For nations, in particular emerging economies, these spaces of rapidly advancing technology, uncertainty and political tensions that sit uncomfortably within the hegemonic norms, rules and institutions in the global lifesciences increasingly represent spaces of future growth and opportunities for catching up with the west. For emerging economies, the ensuing shift from ‘developmental state’ into what has been described as the ‘adaptive state’ and the ‘transformative state’ signals the opportunity to shape global lifesciences according to their national interests (Kim, 1999Salter, 2009aWu, 2004; Wong, 2005). For the west, the changing nature of ‘science’ and simultaneously the changing role of emerging economies’ participation in global sciences, questions the established mutually beneficial relationship between ‘state and science’ – where science supplies the state with a flow of knowledge, and the state supplies science with the resources to pursue research interests – the fundamental question being how to accommodate transnational science with national interest?

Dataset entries
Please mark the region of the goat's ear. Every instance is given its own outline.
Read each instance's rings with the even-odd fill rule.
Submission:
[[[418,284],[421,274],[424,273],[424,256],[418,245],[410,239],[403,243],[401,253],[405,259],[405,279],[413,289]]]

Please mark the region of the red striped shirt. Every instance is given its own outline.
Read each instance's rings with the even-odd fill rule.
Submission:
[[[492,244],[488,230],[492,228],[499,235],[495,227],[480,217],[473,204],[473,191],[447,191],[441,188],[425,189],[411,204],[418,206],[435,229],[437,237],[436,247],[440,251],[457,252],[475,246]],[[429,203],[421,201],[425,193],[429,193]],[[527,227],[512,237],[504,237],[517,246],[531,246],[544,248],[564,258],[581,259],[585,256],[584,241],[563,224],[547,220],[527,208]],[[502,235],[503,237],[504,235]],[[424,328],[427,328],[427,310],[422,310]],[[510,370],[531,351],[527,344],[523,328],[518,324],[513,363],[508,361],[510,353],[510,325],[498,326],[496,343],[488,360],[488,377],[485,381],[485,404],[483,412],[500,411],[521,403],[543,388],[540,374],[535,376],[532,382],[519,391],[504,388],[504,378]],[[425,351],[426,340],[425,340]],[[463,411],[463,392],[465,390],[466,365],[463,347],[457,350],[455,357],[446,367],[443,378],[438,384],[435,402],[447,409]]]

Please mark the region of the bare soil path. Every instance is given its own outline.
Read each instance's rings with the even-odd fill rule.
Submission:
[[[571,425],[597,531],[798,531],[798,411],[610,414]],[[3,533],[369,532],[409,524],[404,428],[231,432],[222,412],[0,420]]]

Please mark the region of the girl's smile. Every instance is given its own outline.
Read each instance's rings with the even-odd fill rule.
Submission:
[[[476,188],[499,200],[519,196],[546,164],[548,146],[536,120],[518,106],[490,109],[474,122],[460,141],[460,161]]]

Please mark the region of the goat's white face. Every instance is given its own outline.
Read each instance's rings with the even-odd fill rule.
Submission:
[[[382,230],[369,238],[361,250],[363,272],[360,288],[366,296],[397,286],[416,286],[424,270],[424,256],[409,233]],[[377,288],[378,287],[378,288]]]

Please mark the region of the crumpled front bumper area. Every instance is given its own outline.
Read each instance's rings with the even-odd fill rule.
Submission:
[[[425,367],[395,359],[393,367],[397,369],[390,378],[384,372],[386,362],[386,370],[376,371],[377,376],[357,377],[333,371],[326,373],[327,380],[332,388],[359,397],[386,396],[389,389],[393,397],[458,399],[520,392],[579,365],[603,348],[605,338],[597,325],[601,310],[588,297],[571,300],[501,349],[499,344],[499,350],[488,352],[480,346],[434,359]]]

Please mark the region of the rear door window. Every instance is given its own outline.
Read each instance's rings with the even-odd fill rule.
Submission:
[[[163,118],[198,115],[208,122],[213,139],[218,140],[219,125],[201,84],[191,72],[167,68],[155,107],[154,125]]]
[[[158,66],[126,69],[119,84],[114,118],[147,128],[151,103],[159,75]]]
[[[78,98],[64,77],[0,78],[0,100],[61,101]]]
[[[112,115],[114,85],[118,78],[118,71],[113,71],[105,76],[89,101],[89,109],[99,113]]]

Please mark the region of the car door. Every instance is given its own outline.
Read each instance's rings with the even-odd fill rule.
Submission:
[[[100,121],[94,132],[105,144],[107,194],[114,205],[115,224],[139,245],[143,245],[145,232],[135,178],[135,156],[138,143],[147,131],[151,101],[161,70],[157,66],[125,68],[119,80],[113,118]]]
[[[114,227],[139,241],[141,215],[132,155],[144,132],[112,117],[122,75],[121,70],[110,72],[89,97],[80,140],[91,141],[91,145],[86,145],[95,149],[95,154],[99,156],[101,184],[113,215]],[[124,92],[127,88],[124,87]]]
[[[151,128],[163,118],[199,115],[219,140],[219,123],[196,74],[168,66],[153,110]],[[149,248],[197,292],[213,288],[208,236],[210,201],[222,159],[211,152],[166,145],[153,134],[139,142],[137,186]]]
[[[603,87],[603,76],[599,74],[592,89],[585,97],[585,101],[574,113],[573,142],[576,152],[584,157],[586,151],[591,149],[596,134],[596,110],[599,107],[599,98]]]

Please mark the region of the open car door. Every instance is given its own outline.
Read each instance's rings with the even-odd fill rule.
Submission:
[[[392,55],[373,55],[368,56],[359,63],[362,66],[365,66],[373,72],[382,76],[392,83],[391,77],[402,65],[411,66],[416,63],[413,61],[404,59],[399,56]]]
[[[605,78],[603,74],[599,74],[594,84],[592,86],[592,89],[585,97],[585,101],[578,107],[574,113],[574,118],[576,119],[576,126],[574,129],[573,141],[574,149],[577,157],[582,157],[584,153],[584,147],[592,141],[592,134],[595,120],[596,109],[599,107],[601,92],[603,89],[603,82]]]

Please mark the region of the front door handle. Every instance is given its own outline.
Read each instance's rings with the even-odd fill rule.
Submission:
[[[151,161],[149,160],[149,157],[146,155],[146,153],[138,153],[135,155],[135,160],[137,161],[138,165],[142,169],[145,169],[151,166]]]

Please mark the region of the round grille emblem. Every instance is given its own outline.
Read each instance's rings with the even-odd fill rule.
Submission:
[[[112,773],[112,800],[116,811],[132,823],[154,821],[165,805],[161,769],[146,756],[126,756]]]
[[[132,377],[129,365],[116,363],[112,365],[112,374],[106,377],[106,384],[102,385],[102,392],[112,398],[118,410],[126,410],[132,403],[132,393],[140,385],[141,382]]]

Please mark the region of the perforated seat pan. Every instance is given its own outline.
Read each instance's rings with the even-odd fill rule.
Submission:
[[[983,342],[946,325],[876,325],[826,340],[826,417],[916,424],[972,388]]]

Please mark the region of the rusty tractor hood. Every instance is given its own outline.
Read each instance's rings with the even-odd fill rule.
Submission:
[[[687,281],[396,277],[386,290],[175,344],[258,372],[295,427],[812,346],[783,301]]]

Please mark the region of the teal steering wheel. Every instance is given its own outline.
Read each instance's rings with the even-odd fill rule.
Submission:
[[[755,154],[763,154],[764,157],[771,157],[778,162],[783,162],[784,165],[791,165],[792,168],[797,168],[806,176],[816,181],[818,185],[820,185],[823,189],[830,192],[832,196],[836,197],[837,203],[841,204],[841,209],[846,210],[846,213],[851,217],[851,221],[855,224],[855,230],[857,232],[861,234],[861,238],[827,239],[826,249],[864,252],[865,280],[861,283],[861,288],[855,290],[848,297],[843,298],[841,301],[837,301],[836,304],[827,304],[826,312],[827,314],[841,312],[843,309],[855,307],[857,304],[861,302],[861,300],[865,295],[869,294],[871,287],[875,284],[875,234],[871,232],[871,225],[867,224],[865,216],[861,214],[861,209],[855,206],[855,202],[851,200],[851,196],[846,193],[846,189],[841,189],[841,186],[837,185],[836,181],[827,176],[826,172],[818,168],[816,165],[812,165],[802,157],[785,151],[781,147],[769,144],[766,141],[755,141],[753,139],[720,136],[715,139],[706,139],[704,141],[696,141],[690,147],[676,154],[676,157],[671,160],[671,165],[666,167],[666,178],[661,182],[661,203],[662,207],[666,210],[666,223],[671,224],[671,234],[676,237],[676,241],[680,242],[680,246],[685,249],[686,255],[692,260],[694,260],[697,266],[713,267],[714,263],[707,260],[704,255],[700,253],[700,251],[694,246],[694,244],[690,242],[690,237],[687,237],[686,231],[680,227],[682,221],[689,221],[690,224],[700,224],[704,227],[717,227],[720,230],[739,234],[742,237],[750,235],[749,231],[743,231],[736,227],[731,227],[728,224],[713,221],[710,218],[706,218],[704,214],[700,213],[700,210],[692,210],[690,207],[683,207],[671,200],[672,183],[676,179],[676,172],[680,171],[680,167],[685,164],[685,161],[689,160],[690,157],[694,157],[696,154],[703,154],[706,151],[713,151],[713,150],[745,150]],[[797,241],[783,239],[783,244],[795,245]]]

Exercise prompt: Write a continuation of the passage about emerging economies and the global life sciences, starting right after its final sentence. These data have no connection to the passage about emerging economies and the global life sciences.

Result below:
Yet, it would be mistake to presume that the changing nature of science presents only opportunities and few challenges for emerging economies. From a political perspective, the mutually beneficial state-science relationship at the heart of western domination of global lifesciences since WWII never really developed in India, China or Brazil. Simply put, science in the BRICS lacked political value – until now; thus today, for science to progress the key need is to forge and nurture the ‘science and state’ relationship. Furthermore, while a scientific elite is emerging in the BRICS, their experience in negotiating the key science-state relationship to take the national scientific ambition forward is lacking - although the reverse influx of seasoned diaspora (to the BRICS) from elite western scientific communities is helpful. Similarly, the institutional tools generated by more than sixty years of western domination of global lifesciences is reflected in the hegemonic dynamic of today's global bioinformatics governance and in turn disadvantages new entrants like the BRICS whose establishment of similar institutional strengths is still in its nascent stages. For instance, the Bermuda rules of 1996 enabled the development of bioinformatics self-regulation in western nations, but at the exclusion of China and India.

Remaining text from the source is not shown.